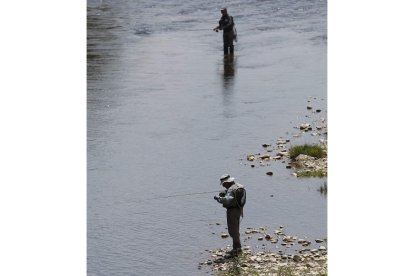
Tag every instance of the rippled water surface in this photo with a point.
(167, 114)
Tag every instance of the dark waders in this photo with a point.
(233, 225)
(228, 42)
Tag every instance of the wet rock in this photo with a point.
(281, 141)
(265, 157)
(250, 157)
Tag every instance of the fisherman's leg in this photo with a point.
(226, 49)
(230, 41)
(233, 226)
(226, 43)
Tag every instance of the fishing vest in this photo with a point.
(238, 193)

...

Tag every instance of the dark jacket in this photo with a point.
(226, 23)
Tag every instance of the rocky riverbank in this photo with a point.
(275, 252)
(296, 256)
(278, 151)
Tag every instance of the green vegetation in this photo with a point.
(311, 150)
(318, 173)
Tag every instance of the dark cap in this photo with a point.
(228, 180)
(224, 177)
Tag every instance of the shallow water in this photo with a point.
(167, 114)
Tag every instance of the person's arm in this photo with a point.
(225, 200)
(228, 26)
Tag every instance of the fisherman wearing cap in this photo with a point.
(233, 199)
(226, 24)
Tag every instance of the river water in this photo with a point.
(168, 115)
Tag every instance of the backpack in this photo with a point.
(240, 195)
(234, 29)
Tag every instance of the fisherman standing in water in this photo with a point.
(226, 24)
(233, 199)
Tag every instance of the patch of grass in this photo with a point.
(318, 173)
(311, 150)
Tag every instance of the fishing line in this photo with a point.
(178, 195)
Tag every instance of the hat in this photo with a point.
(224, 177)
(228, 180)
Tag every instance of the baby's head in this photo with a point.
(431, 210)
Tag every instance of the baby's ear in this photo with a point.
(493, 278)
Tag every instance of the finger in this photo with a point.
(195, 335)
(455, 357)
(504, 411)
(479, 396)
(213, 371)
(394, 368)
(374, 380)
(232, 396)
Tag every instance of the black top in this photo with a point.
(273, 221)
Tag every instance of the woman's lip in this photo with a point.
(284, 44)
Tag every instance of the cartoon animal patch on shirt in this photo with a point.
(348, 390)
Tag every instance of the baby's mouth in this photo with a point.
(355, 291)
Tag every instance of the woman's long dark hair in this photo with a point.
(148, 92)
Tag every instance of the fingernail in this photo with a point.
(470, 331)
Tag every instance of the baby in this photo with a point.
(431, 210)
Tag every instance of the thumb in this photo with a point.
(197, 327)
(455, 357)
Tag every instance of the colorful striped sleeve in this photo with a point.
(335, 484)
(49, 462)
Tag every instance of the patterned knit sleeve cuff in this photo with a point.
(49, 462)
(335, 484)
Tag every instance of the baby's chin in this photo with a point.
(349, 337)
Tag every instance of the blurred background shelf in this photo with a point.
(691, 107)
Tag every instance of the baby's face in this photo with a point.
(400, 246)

* * *

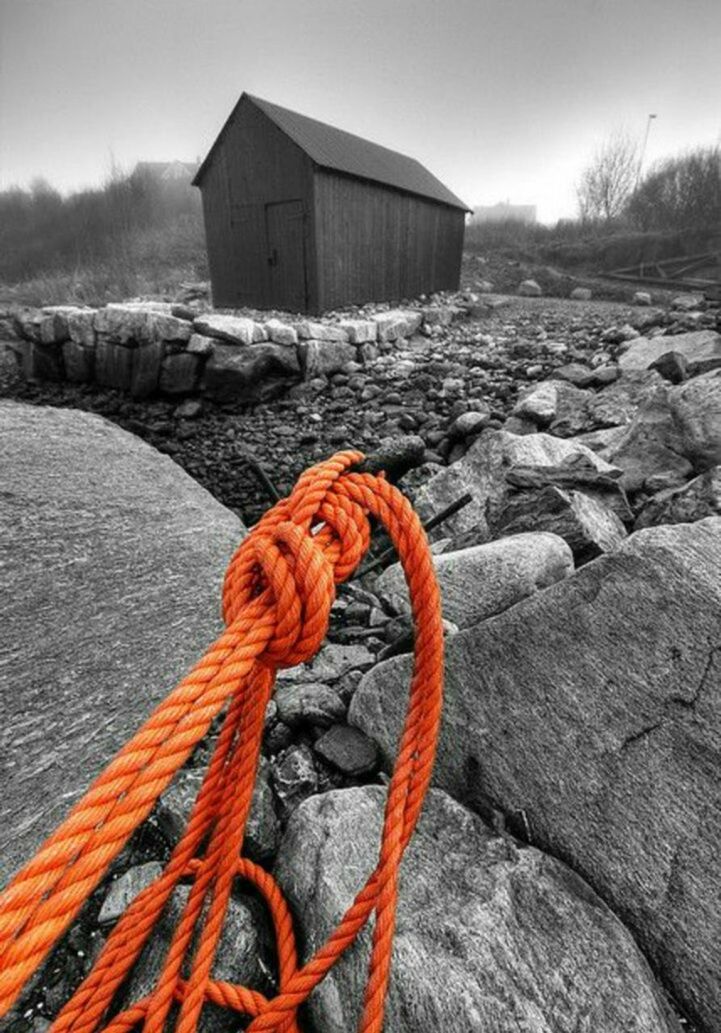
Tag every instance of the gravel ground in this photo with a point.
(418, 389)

# Problem statement:
Collect every line of the records above that contains the string "dark", treating uppercase and lowercase letters as distinct.

# Reply to the exercise:
Tag every instance of the dark waders in this photo with a point.
Tag every instance of the dark jacket in this photo with a point.
Tag every instance of the dark cap in this photo with a point.
Tag every instance of the woman's long dark hair in this photo with a point.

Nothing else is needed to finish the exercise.